■ WHAT TO PRODUCE ■
With the line containing "the flying gull" as the start and the line containing "Target: broccoli in plastic bag" as the end, transcribe that span of the entries below exactly, including both.

(Dataset entries)
■ ■ ■

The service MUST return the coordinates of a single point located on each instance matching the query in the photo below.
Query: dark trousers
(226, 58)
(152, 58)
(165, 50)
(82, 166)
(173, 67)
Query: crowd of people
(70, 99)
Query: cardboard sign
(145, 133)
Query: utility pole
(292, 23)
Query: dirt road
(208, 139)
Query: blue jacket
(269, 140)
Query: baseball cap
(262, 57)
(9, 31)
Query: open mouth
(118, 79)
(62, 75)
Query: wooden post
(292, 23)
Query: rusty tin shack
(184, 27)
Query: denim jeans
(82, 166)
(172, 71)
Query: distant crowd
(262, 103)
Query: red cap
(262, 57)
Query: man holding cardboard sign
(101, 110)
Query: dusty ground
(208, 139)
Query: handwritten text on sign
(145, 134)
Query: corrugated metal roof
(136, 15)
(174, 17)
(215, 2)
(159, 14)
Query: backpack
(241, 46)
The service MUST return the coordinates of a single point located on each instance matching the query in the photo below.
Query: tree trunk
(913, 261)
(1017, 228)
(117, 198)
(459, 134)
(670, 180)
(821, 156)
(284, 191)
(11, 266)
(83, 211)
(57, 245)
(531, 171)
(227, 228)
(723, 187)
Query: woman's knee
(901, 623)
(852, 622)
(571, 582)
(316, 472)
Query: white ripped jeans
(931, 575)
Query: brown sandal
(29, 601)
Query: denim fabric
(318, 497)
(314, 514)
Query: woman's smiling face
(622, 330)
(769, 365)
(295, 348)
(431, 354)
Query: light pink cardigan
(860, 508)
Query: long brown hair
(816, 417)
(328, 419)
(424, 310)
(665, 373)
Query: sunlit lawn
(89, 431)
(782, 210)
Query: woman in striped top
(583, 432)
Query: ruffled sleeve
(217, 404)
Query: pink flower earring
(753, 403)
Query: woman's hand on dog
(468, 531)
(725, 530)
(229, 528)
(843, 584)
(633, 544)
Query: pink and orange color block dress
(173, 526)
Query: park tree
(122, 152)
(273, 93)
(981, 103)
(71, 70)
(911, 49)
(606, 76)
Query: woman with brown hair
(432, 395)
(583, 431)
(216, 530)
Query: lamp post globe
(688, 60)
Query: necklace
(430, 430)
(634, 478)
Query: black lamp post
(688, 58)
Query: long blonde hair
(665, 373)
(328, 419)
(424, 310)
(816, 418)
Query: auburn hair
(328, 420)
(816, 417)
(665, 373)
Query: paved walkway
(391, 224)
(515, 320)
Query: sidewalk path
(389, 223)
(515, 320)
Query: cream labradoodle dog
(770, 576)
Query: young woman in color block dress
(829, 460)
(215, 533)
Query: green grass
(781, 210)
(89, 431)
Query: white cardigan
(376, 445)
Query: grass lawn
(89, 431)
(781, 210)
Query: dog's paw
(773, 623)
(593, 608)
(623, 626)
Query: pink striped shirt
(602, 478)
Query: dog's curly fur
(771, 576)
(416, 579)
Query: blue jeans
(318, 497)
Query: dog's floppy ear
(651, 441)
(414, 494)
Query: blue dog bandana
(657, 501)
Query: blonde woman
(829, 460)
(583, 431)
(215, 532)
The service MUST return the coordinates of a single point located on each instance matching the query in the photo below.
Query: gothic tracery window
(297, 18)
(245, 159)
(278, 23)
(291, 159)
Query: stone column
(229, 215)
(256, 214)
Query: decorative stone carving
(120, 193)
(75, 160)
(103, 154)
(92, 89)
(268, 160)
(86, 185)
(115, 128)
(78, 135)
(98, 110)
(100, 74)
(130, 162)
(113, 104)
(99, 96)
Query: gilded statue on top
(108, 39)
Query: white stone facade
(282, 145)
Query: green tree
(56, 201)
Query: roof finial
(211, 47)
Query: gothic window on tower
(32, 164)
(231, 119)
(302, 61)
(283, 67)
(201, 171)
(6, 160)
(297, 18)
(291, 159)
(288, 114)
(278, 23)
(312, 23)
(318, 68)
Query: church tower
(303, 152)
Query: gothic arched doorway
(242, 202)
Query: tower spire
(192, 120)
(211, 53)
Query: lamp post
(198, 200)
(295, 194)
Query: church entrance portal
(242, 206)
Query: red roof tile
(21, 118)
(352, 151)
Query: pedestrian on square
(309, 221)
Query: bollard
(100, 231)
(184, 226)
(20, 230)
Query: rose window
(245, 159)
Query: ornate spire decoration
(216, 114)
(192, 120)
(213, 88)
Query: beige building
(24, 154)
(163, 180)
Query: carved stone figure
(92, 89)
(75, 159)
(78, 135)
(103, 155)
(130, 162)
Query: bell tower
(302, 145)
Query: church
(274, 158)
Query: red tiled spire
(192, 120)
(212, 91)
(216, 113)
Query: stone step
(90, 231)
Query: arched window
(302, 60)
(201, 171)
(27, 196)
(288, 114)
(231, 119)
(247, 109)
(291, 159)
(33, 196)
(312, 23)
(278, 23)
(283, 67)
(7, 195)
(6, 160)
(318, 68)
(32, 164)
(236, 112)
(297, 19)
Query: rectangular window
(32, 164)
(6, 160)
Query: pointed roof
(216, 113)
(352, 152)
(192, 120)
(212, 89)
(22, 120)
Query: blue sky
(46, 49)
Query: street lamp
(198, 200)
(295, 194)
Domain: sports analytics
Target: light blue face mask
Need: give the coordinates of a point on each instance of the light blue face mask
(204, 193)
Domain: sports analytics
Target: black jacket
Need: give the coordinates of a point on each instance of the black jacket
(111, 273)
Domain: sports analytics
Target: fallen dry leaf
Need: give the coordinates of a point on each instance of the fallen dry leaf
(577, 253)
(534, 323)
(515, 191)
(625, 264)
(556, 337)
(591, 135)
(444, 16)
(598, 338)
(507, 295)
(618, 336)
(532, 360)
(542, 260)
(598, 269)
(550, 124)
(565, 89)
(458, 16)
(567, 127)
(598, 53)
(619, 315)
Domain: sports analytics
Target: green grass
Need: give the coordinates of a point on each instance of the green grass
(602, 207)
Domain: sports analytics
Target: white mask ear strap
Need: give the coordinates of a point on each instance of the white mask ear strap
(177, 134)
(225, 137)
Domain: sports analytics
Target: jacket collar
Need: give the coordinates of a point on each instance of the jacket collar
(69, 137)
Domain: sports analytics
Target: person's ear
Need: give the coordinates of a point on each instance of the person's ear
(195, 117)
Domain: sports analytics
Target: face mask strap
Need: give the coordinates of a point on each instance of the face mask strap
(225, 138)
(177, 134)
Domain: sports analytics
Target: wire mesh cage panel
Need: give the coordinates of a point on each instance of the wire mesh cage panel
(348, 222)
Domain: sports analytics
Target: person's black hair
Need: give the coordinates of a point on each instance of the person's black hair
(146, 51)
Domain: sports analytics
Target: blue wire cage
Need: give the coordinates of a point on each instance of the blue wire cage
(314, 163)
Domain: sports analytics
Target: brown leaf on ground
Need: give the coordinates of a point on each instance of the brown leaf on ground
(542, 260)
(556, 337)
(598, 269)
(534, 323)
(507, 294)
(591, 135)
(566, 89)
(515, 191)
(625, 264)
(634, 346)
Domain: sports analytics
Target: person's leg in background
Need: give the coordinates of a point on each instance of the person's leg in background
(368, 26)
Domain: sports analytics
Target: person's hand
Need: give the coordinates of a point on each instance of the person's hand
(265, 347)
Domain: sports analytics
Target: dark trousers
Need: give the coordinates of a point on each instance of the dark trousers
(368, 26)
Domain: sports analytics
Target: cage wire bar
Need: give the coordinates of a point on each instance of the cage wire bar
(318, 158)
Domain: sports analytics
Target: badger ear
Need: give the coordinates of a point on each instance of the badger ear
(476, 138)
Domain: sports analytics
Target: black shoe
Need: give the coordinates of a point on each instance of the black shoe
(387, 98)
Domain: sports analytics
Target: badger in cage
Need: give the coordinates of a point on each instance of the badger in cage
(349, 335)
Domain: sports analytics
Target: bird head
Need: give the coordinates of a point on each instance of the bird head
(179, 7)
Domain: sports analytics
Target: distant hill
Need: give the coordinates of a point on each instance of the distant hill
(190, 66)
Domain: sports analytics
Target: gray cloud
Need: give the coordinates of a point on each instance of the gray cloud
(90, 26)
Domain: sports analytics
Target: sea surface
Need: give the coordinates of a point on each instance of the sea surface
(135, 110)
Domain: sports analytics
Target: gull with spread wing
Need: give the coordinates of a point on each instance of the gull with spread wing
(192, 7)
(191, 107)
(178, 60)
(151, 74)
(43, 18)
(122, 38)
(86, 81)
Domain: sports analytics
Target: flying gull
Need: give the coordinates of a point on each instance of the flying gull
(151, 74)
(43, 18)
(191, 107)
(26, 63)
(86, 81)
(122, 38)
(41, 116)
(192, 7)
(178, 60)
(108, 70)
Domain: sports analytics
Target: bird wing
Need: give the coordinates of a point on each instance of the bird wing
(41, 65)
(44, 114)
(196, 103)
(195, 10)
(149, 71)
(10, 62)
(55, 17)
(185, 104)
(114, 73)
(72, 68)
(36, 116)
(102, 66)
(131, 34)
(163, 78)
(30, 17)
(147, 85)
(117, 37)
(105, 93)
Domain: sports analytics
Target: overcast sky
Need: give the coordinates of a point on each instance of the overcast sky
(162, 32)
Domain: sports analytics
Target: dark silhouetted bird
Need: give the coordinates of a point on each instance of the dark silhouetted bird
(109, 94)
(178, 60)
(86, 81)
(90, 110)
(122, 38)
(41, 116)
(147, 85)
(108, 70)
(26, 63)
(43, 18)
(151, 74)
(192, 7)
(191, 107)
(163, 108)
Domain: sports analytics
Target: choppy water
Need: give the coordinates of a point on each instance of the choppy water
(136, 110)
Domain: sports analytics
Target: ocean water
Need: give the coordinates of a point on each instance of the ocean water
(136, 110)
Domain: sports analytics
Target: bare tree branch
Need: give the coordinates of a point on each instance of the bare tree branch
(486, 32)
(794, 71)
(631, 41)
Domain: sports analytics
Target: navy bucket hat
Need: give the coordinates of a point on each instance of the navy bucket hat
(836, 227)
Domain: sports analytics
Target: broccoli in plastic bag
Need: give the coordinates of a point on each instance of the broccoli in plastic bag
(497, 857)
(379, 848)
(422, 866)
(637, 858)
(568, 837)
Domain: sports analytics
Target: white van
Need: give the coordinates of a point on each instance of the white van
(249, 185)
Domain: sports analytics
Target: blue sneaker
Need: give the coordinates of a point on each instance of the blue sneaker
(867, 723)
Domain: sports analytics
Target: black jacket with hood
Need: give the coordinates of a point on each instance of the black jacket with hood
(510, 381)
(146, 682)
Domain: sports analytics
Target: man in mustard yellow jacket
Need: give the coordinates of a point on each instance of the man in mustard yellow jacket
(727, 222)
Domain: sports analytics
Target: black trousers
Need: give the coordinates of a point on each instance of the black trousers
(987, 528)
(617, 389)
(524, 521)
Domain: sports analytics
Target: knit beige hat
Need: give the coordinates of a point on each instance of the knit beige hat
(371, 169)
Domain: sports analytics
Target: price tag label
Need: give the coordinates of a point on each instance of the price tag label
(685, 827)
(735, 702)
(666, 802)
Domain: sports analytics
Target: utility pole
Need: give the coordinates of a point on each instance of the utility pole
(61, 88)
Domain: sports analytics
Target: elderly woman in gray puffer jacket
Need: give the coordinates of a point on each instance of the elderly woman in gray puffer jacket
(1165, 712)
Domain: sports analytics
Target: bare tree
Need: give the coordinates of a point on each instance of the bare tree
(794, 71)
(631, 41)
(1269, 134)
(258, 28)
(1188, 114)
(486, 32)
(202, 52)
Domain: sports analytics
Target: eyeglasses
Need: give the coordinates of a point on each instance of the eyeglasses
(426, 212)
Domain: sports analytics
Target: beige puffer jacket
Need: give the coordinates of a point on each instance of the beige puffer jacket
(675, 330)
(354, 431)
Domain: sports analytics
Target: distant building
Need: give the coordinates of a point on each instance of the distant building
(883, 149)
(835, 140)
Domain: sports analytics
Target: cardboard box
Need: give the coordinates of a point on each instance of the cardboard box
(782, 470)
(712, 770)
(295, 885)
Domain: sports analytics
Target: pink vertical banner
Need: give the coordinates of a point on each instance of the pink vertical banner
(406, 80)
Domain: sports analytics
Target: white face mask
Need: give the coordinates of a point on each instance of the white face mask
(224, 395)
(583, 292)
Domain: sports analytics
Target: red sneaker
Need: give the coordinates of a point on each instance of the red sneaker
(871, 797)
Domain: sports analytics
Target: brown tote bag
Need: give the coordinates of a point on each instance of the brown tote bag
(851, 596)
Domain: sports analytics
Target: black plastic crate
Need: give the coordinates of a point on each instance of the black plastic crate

■ ■ ■

■ TASK RESPONSE ■
Need: give the coordinates of a point on each instance of the flying gull
(151, 74)
(43, 18)
(191, 107)
(26, 63)
(86, 81)
(122, 38)
(41, 116)
(192, 7)
(178, 60)
(108, 70)
Domain: sports analytics
Target: bird wing
Need: give the coordinates of a point on each instance of the bird wing
(41, 65)
(44, 114)
(196, 103)
(195, 10)
(149, 71)
(10, 62)
(55, 17)
(185, 104)
(114, 73)
(72, 68)
(36, 116)
(102, 66)
(131, 34)
(163, 78)
(30, 17)
(147, 85)
(117, 37)
(105, 93)
Domain: sports analytics
Target: overcast sky
Need: give the coordinates of a point on each instance of the overcast sky
(162, 32)
Domain: sports analytics
Target: dark silhouetted bird
Need: give the coordinates of a point on each instance of the dark silhouetted bird
(109, 94)
(178, 60)
(86, 81)
(90, 110)
(122, 38)
(41, 116)
(147, 85)
(108, 70)
(26, 63)
(43, 18)
(151, 74)
(192, 7)
(191, 107)
(163, 108)
Domain: sports analytics
Target: choppy water
Need: give the coordinates of a point on each instance of the choppy water
(136, 110)
Domain: sports analytics
Target: ocean water
Need: give the coordinates of a point on each instance of the ocean water
(136, 110)
Domain: sports analytics
Target: bare tree branch
Need: give the coordinates of a point on each instance of the bare tree branch
(486, 32)
(794, 71)
(631, 41)
Domain: sports analytics
Target: navy bucket hat
Need: give the coordinates of a point on each instance of the navy bucket hat
(836, 227)
Domain: sports analytics
Target: broccoli in plastic bag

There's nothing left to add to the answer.